# [EXERCISE]
Find every line in the entries below that contains the word "person", and copy each of those lines in full.

────────────────

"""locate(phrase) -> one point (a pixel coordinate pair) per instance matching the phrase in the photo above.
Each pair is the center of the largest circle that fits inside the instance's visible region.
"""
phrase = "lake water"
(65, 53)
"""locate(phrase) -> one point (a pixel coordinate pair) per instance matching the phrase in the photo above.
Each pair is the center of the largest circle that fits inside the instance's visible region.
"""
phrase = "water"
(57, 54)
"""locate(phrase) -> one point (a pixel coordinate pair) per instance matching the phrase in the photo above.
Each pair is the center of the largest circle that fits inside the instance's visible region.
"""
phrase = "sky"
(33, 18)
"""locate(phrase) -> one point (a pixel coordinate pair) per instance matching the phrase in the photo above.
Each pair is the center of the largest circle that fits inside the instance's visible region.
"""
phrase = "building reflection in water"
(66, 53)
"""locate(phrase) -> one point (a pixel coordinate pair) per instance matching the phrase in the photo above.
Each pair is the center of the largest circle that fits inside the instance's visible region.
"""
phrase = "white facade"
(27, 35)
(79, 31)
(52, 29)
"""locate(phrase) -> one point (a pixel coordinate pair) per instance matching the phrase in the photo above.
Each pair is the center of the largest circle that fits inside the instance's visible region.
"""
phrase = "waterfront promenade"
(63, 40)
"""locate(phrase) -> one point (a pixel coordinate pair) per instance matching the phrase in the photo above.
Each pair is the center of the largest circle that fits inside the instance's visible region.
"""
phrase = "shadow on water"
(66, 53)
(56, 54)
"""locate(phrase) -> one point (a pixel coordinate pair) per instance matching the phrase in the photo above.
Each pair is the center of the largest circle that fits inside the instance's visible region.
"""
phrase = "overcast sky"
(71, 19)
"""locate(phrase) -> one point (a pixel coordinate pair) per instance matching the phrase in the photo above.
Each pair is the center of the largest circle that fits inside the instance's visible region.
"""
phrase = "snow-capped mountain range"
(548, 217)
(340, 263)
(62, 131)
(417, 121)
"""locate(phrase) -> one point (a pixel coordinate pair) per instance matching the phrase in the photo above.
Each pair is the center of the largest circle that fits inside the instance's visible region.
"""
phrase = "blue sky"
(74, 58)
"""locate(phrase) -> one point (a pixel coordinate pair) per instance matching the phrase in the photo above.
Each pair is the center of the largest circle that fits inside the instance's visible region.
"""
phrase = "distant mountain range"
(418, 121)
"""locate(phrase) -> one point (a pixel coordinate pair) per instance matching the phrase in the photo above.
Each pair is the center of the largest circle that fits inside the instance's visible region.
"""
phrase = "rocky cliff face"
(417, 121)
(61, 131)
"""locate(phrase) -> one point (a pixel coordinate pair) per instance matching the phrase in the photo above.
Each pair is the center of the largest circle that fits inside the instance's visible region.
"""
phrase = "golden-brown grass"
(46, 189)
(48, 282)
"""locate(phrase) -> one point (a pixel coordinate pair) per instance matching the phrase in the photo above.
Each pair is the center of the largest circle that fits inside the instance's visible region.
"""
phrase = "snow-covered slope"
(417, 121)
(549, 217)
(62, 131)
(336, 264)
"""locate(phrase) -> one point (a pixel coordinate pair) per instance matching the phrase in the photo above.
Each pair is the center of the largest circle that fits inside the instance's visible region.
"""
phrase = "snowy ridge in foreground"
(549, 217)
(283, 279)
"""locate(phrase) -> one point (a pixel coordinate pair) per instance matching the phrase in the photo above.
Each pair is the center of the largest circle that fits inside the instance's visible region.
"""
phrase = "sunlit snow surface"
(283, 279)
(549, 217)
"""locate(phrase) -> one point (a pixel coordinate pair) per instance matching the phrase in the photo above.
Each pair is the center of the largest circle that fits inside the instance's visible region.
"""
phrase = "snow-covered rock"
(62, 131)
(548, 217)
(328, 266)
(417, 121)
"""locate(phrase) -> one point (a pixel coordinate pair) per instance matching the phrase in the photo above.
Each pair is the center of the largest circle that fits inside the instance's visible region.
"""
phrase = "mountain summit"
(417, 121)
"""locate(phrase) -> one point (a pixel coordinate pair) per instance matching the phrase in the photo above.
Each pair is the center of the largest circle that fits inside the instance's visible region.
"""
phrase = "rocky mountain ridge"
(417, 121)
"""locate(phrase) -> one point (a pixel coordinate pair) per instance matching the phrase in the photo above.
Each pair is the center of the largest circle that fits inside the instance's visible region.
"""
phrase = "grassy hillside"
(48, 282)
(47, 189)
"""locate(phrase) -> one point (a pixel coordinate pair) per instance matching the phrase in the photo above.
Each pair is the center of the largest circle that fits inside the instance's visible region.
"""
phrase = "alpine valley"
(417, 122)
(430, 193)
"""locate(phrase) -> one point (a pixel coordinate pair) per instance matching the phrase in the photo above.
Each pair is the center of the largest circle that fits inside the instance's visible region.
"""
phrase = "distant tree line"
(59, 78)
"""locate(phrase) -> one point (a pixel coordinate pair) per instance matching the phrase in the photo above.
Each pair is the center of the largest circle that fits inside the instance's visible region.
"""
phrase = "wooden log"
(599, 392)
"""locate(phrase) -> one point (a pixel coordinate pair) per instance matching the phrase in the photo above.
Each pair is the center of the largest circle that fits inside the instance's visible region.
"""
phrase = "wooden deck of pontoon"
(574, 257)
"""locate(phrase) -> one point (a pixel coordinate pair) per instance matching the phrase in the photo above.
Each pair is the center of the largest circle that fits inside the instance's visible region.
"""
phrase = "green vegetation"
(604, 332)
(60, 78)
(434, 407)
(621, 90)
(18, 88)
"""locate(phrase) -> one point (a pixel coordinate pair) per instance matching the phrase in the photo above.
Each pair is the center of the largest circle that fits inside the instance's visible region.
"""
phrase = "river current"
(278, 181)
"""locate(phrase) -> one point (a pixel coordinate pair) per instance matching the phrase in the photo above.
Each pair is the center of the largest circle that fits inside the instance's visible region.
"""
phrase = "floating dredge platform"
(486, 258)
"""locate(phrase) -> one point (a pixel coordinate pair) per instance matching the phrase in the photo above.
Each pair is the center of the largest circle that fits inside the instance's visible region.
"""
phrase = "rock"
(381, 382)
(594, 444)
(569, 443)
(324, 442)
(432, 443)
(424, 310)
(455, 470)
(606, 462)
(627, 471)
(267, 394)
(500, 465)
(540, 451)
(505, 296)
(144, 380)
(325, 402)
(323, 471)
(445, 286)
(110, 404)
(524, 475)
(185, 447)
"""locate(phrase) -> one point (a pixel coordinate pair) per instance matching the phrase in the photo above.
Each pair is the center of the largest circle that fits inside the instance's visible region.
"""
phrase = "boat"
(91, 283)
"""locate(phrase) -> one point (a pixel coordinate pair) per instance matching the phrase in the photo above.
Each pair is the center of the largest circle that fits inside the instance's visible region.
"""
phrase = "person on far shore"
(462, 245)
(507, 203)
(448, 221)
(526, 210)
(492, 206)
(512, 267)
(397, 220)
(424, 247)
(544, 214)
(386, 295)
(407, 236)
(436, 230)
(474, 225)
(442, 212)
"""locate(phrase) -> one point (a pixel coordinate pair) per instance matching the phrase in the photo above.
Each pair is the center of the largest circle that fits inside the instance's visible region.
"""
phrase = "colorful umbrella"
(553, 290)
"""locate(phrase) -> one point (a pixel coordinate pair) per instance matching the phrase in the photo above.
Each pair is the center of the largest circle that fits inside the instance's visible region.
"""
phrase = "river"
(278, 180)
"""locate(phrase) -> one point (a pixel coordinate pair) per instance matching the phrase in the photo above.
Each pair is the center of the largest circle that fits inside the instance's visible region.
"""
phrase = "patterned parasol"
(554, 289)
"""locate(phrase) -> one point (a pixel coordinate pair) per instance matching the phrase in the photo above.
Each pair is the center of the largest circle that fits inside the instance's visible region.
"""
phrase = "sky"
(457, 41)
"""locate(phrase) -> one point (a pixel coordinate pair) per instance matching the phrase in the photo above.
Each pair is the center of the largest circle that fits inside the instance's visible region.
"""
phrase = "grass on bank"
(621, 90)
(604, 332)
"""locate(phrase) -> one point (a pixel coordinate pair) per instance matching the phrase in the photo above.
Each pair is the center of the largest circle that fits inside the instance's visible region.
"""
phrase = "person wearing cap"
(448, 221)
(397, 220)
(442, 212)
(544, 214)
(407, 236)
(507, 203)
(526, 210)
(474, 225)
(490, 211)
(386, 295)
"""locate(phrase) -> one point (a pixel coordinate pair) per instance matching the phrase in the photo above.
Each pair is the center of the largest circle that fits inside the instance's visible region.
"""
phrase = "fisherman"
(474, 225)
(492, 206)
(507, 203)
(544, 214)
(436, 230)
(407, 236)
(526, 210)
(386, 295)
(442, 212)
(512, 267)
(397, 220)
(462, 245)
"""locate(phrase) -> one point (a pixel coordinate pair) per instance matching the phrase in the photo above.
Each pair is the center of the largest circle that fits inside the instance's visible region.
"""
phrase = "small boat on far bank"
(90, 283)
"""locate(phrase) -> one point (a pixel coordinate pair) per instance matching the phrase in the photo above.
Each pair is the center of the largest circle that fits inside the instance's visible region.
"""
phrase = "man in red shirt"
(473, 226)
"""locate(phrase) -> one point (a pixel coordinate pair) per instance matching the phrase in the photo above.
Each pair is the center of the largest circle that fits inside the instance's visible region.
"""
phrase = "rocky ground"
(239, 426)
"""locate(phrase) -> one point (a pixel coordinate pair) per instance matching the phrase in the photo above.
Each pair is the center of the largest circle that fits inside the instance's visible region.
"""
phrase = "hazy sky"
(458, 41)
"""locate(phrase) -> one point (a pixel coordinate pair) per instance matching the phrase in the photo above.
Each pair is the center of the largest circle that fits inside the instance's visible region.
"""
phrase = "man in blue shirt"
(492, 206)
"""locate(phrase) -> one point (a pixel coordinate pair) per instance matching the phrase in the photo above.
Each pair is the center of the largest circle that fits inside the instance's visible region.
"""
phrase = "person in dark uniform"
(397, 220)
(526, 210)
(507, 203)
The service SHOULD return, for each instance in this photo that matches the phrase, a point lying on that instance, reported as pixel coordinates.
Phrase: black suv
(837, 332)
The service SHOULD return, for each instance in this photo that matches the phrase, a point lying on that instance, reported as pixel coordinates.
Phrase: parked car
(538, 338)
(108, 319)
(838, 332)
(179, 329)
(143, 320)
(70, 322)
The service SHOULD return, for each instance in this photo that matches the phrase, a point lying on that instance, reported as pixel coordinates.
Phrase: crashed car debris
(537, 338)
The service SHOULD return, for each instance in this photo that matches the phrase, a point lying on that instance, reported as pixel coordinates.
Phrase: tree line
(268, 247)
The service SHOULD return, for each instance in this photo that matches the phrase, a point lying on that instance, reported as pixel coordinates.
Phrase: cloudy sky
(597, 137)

────────────────

# [ANSWER IN FULL]
phrase = "person on far shore"
phrase = "person wearing cap"
phrase = "person in dark uniform"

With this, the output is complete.